**Excerpted passage:**
++++++++

At the very least, generators will have to absorb the temporary loss of monthly payments under the Capacity Market totaling around GBP1 billion ($1.25 billion) for 2019 while remaining available under existing agreements.

The government is confident the market will be restored and missed payments reimbursed, as long as generators meet their obligations this winter. Legal observers are less confident.

It remains to be seen whether the loss to 2019 cashflow is material for marginal units. While the capacity market has likely saved some ageing plants from closure, these are generally owned by generators that can afford to maintain availability to October 2019 in order to pick up back payments.

Meanwhile, there is 4.3 GW of capacity with future CM new build contracts, of which 3.1 GW is unmetered. Theoretically this is all capacity that is at risk of non-delivery in light of the suspension of the CM, according to S&P Global Platts Analytics.

In reality, projects typically come online around 1-1/2 years ahead of the start of their CM contract, limiting the amount of new build under development and at risk of abandonment.

"Nevertheless the potential for mothballing or disconnection of small engines is real if there is no imminent clarity on the restoration of capacity payments," it said.


While the European Commission undertakes formal approval of the market's design, the government is seeking EC approval to run a one-off "replacement" T-1 capacity auction for 2019/20.

It had been seeking 4.6 GW in a 2019/20 T-1 auction set for February, before the General Court's ruling forced suspension of both T-1 and T-4 (2022/23) auctions.

The postponed T-4 auction, meanwhile, is now intended to be run as a T-3 auction sometime next year, although the government recognizes this shorter lead time could be problematic for some new-build bidders.

Planning a T-3 auction implied resolution of the EC's investigation within a year, which looked highly ambitious, according to LexisPSL solicitor Nicola Johns.

++++++++

**Required task A:**
Update the Capacity Market passage, starting with "While the European" and going on through "T-4 (2022/23) auctions.", so that "General Court" is replaced by "EU General Court".
**Required task B:**
State whether each statement agrees with the Capacity Market passage, answering yes or no and quoting the deciding words: (i) The government expects missed payments to be reimbursed provided generators meet their obligations this winter. (ii) All 4.3 GW of capacity with future CM new build contracts is unmetered. (iii) The government had been seeking 4.6 GW in the 2019/20 T-1 auction.

**Data extract:**

++++++++

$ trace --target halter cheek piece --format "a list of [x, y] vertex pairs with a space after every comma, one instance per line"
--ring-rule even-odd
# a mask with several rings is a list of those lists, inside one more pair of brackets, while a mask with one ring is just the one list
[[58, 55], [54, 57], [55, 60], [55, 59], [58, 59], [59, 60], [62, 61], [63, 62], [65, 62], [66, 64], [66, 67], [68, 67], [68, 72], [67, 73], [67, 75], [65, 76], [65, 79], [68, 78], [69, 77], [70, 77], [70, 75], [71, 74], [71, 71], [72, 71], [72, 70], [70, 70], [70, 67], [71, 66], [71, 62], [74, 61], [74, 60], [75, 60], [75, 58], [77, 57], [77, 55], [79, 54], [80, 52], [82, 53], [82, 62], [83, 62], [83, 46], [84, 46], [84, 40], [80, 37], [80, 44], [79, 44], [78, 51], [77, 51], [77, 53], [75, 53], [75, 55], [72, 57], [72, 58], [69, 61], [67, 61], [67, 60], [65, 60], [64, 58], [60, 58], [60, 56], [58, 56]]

++++++++

**Right answer A:**
While the European Commission undertakes formal approval of the market's design, the government is seeking EC approval to run a one-off "replacement" T-1 capacity auction for 2019/20.

It had been seeking 4.6 GW in a 2019/20 T-1 auction set for February, before the EU General Court's ruling forced suspension of both T-1 and T-4 (2022/23) auctions.

**Right answer B:**
(i) Yes: "The government is confident the market will be restored and missed payments reimbursed, as long as generators meet their obligations this winter."
(ii) No: "there is 4.3 GW of capacity with future CM new build contracts, of which 3.1 GW is unmetered."
(iii) Yes: "It had been seeking 4.6 GW in a 2019/20 T-1 auction set for February."